__Aim of the exercise__. From the material below, pull out every line that contains the word "instance" and copy each one in full.

(Entries from a set of point annotations)
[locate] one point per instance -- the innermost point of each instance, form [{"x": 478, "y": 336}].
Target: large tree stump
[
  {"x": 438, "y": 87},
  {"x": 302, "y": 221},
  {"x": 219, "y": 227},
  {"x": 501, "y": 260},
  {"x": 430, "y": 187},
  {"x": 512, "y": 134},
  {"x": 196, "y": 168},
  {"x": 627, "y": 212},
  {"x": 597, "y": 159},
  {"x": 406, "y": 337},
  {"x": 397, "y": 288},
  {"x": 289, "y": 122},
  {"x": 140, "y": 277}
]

* * *

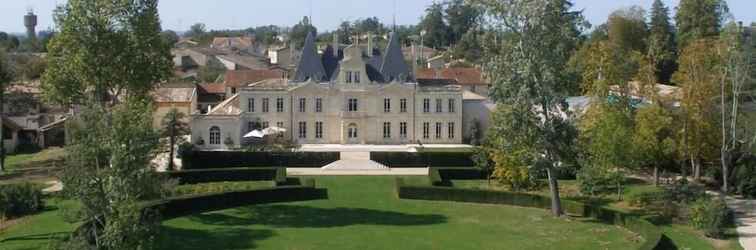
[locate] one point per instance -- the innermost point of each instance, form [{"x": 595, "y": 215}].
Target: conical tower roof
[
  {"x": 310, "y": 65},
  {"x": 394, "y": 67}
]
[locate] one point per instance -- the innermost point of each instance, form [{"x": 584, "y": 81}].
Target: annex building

...

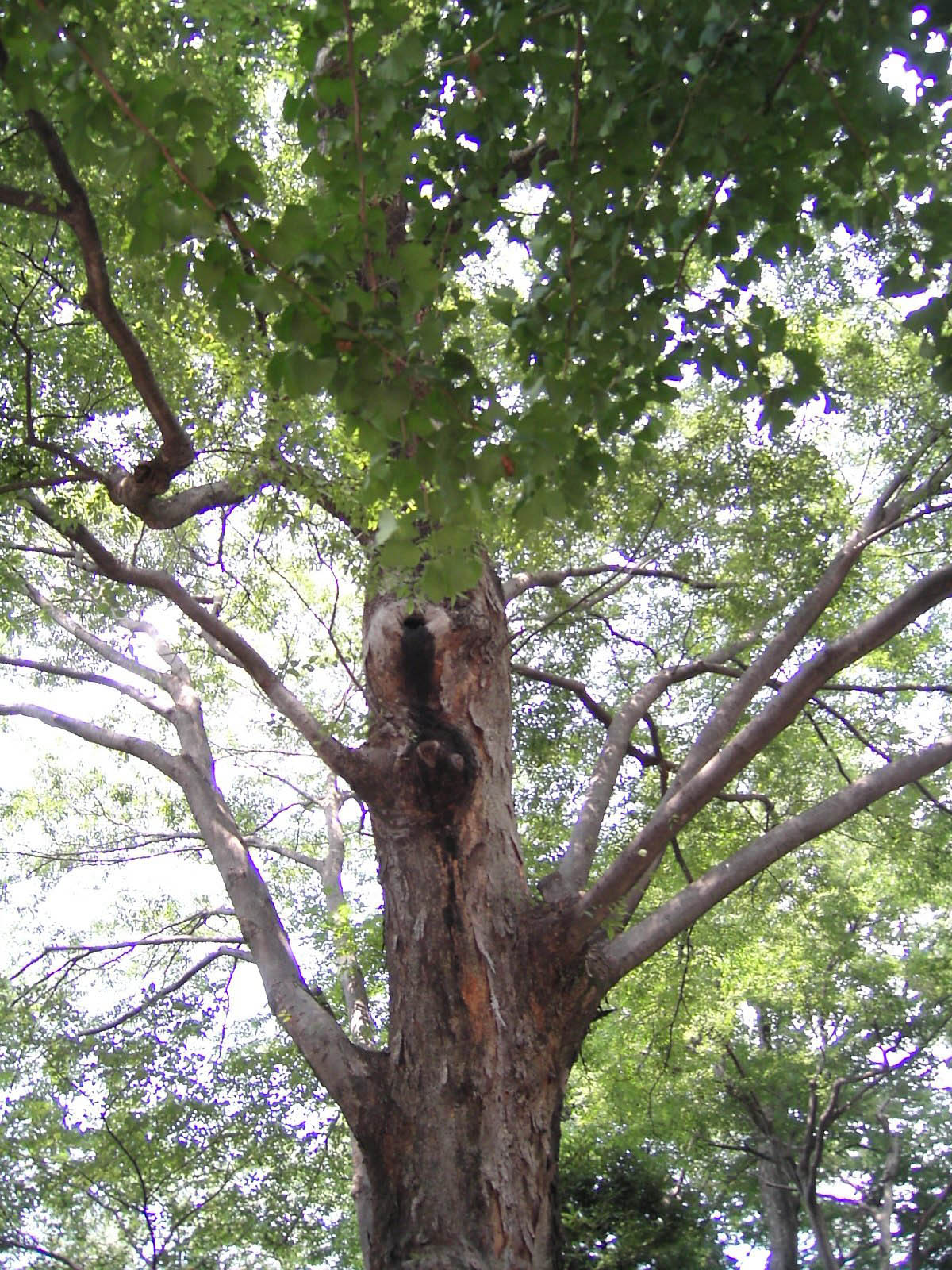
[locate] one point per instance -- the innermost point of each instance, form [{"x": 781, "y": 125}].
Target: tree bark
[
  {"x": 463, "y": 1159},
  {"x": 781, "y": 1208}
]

__Answer__.
[locate] one point per instance -- the innermost point of each instance, form [{"x": 478, "y": 336}].
[locate] one point per instance -- the innermost point of each instance, form [{"x": 595, "y": 215}].
[locate] one point per instance -- the innermost point of each instance, form [{"x": 584, "y": 81}].
[locate] one point per instance -- the innermost point of each instance, form [{"x": 781, "y": 125}].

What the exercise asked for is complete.